=== Data ===

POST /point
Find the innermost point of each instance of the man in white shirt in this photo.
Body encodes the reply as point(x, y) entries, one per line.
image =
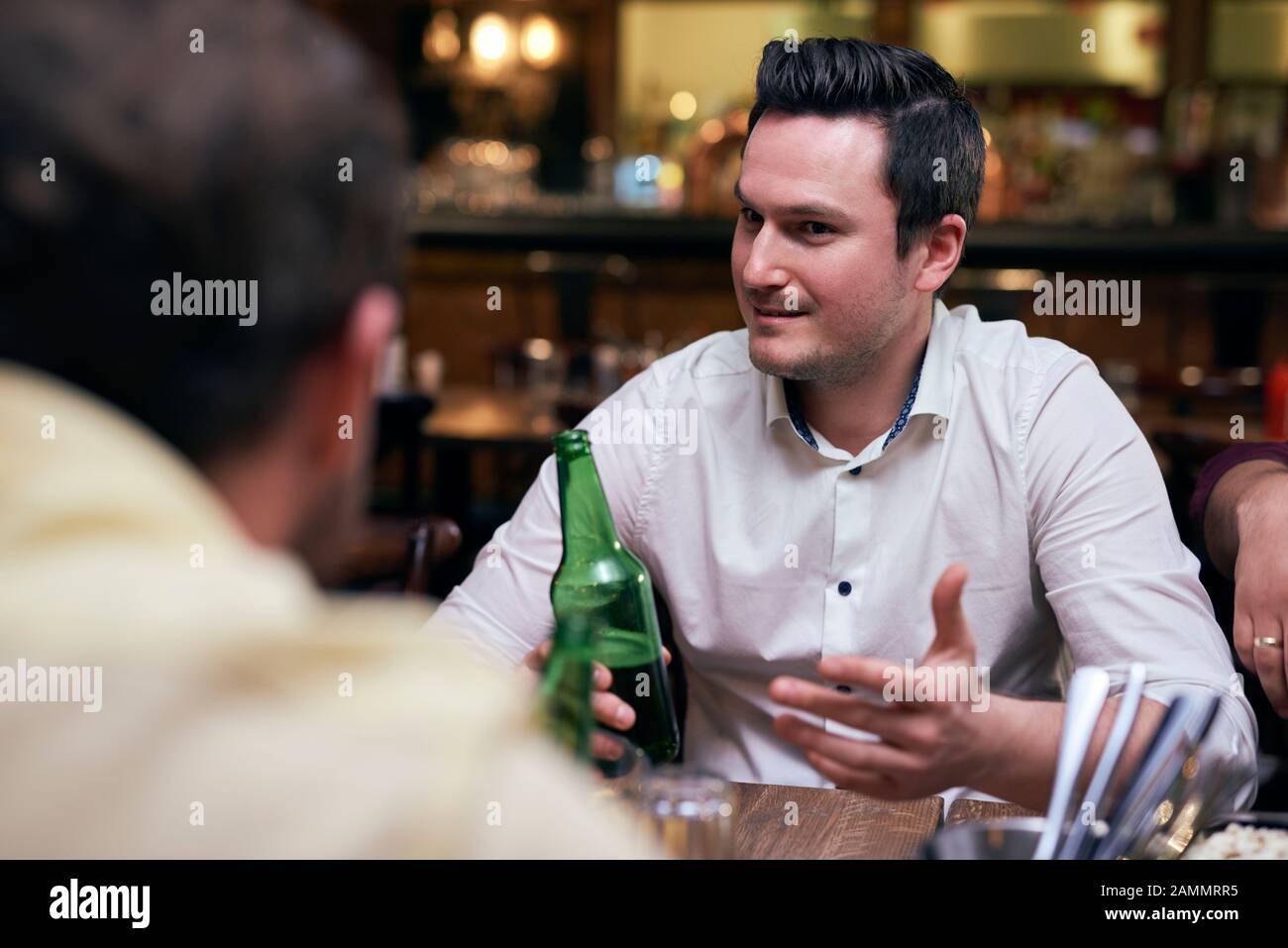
point(848, 447)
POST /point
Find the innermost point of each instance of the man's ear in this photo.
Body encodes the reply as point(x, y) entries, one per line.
point(944, 247)
point(339, 389)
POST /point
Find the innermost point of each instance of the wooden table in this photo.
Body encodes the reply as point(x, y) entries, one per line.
point(780, 822)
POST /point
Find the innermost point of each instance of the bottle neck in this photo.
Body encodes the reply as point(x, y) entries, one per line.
point(588, 524)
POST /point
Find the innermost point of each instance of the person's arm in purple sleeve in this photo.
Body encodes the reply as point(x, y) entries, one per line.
point(1216, 496)
point(1241, 505)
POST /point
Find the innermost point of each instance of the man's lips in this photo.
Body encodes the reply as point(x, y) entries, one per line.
point(776, 314)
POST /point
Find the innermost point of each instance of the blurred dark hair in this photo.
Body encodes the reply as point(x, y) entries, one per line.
point(921, 108)
point(220, 165)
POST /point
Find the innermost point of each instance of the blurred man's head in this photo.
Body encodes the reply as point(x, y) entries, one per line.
point(218, 165)
point(862, 171)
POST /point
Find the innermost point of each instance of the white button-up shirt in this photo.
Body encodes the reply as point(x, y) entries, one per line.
point(773, 548)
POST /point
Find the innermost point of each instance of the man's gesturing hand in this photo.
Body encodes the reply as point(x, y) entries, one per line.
point(926, 745)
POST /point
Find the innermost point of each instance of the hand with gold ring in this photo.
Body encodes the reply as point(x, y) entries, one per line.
point(1261, 586)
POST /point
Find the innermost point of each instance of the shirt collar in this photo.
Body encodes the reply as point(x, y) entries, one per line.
point(931, 391)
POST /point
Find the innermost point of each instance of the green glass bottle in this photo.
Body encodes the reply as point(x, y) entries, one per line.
point(601, 579)
point(566, 687)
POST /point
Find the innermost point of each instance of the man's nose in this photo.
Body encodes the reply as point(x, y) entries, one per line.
point(764, 268)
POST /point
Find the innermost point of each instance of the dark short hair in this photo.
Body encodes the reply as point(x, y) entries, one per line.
point(923, 112)
point(222, 163)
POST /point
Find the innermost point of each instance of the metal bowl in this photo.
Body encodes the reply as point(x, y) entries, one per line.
point(996, 839)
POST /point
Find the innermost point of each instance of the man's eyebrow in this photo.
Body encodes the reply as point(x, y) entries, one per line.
point(797, 210)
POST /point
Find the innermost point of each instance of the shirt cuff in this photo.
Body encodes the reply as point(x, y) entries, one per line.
point(1228, 459)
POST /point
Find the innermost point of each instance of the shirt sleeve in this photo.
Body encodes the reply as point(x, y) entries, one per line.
point(502, 609)
point(1121, 582)
point(1232, 458)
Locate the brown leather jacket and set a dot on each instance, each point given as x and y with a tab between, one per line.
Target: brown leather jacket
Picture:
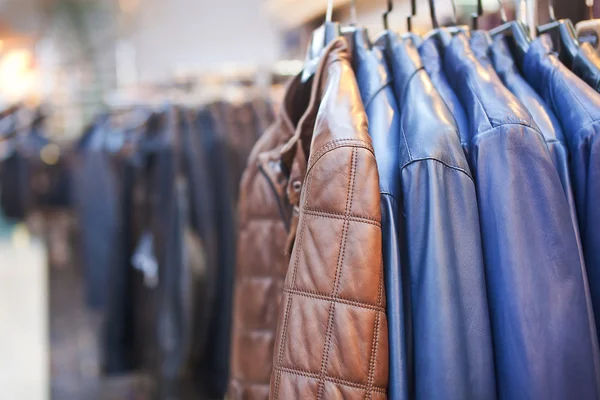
332	332
261	261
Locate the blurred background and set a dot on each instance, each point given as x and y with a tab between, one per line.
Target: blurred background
84	86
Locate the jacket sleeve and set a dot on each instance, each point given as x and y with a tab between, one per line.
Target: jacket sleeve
543	330
396	278
450	318
332	332
586	173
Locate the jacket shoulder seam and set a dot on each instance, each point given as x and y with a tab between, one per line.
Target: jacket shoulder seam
337	144
444	163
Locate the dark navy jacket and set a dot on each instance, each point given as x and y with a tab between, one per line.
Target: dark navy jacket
544	117
441	246
577	106
586	65
430	50
543	344
374	82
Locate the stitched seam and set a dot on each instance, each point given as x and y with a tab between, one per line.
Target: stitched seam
476	96
337	144
374	346
324	297
300	240
373	359
333	379
405	140
464	171
328	332
329	214
384	86
577	134
576	98
331	145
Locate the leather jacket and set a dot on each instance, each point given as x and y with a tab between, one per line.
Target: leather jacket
442	239
542	114
332	335
536	288
577	106
375	86
264	223
431	51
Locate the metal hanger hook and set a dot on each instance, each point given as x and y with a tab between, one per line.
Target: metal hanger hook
454	17
551	10
353	17
329	14
503	15
433	15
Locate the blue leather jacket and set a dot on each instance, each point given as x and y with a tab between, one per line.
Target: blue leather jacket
374	82
577	106
449	323
536	288
544	117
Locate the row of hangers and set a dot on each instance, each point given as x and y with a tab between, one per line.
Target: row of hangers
562	30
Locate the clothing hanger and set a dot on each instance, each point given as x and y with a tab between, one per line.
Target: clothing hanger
588	31
321	37
517	33
444	34
357	36
475	16
564	31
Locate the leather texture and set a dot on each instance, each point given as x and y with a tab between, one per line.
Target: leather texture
577	106
377	94
442	241
431	51
542	114
332	335
586	65
264	223
541	324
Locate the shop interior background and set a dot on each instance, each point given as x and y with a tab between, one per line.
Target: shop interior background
77	58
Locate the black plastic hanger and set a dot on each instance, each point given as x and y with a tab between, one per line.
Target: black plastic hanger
517	33
564	31
444	35
321	37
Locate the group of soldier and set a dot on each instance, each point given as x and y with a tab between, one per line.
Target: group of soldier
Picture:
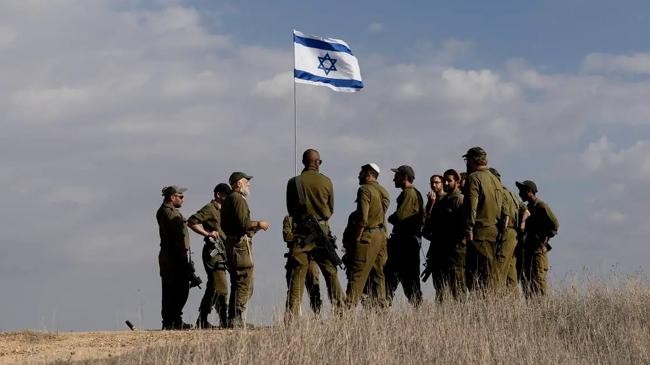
483	237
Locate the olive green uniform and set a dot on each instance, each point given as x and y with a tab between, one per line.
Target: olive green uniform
368	254
505	258
483	203
216	290
318	203
540	227
447	250
235	218
174	264
403	263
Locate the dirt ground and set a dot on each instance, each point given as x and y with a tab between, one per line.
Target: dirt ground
39	347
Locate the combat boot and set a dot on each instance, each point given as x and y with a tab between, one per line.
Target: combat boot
203	323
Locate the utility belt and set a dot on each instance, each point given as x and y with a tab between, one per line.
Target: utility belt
375	228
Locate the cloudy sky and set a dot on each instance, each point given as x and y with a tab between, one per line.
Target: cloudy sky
104	102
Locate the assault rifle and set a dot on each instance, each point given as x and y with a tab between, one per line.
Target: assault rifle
325	243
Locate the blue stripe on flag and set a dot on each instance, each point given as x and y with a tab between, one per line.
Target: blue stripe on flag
315	43
303	75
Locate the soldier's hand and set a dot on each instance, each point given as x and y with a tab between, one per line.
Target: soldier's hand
263	225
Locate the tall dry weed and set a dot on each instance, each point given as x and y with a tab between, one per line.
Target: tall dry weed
599	323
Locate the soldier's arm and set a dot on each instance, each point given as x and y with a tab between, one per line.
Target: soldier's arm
292	198
471	204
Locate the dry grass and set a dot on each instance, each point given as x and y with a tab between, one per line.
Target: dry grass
601	323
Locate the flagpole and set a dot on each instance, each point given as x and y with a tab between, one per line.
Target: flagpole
295	120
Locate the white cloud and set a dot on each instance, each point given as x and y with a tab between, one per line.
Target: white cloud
638	63
376	27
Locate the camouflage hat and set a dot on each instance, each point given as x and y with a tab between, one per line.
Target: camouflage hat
405	170
172	189
236	176
222	188
372	166
527	185
475	152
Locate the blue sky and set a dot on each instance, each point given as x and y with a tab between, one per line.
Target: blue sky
104	102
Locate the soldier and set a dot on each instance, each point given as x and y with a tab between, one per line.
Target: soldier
541	226
505	252
403	263
368	243
310	195
173	258
483	203
207	223
448	241
239	229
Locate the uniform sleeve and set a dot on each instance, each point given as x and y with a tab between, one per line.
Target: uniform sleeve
363	206
471	203
330	200
553	224
242	214
198	217
292	198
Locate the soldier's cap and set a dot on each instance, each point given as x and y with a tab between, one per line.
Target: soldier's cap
494	172
405	170
173	189
373	166
223	189
527	185
238	175
475	152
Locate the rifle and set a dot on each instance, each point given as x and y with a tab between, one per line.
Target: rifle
191	272
325	243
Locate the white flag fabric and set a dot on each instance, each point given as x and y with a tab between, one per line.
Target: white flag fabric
325	61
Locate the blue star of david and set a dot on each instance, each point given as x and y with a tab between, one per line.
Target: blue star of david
321	61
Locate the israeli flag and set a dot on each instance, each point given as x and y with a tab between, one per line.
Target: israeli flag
325	61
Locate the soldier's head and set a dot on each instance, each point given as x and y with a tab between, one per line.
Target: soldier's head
240	182
527	190
174	195
436	184
475	158
404	176
311	159
451	181
221	191
463	178
369	172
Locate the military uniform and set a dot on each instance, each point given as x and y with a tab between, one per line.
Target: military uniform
403	263
235	218
368	255
317	197
448	250
483	203
216	291
505	258
540	227
174	264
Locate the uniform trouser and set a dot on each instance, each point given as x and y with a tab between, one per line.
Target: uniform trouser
451	274
403	266
175	290
506	261
312	285
216	292
369	256
481	261
535	268
239	256
298	266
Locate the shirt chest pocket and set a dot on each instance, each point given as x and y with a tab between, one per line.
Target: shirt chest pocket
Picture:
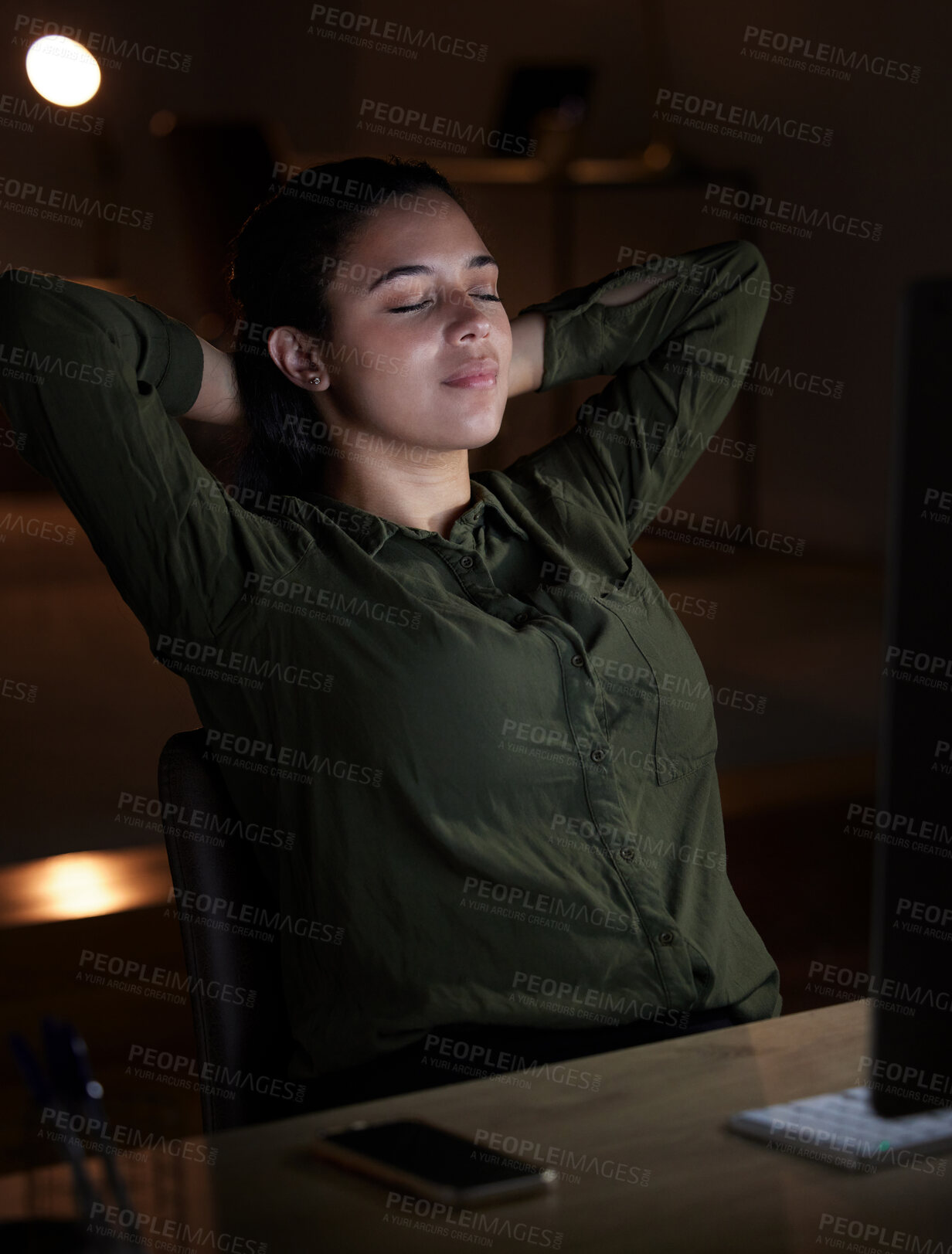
672	675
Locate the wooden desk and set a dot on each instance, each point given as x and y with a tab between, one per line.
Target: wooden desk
658	1109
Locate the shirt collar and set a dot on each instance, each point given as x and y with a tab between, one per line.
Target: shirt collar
372	532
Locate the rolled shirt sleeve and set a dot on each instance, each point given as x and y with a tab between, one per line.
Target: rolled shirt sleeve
92	382
678	354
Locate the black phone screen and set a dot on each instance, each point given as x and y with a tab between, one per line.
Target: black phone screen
432	1154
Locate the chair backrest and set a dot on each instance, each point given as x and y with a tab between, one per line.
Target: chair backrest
233	1041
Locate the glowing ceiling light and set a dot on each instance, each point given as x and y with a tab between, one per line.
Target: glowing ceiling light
62	70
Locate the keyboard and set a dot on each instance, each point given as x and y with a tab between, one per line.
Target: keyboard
845	1130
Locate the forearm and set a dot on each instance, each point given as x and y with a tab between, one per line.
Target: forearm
626	318
217	399
529	336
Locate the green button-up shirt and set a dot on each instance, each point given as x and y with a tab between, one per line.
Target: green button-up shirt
482	766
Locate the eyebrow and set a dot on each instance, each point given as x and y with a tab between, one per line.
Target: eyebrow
477	263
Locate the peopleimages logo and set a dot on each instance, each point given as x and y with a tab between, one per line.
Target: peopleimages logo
821	58
362	29
726	202
433	127
706	114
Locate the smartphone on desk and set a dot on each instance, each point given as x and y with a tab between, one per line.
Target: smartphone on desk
423	1159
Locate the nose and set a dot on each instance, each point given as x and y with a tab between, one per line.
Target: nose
468	316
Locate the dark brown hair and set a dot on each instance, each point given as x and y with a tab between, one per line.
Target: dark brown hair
279	276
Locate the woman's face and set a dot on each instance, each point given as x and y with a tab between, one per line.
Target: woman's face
414	301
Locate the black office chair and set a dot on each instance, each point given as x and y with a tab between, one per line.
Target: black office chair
233	1040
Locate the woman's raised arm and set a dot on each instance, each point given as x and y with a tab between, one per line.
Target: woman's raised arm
92	382
678	340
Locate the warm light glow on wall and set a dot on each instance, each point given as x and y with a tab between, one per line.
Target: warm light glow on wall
76	887
84	885
62	70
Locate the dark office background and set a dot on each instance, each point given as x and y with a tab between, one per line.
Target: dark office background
799	634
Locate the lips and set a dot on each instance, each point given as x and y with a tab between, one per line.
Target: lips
477	372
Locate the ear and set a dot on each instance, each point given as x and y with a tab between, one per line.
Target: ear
299	356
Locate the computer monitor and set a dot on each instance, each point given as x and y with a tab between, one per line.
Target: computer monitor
911	964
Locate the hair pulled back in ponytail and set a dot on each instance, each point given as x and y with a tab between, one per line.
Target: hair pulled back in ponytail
280	266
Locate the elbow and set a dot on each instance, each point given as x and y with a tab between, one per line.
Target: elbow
750	263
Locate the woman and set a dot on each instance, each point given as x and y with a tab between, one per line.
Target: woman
450	692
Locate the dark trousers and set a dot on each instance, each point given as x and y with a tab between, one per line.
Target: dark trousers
456	1052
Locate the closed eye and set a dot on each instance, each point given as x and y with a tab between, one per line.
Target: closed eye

===

Work order. Precisely the lines between those holding "Target: white cloud" and "Locate the soldier's cap", inclusive, are to be reproduced from the listing above, with nothing added.

Expected answer.
Target: white cloud
638	63
376	27
Locate the camouflage hat and set a dot on each instance, each point given as x and y with a tab between, one per line.
Target: camouflage hat
405	170
172	189
236	176
222	188
372	166
527	185
475	152
Locate the blue sky and set a dot on each instance, each point given as x and y with a tab between, one per line.
Target: blue sky
104	102
Locate the soldier and set a dot on each instance, each point given as x and y with a tab between, one per line.
Target: soldier
541	226
505	252
403	263
368	243
310	195
173	258
483	203
207	223
448	241
239	229
Locate the uniform sleeve and set a dot on each instance, each point given as x and y with a tab between, one per line.
Target: uniform sleeve
363	206
471	203
330	200
553	224
242	214
198	217
292	198
Locate the soldier's cap and set a dot on each instance, each point given as x and y with a tab between, one per line.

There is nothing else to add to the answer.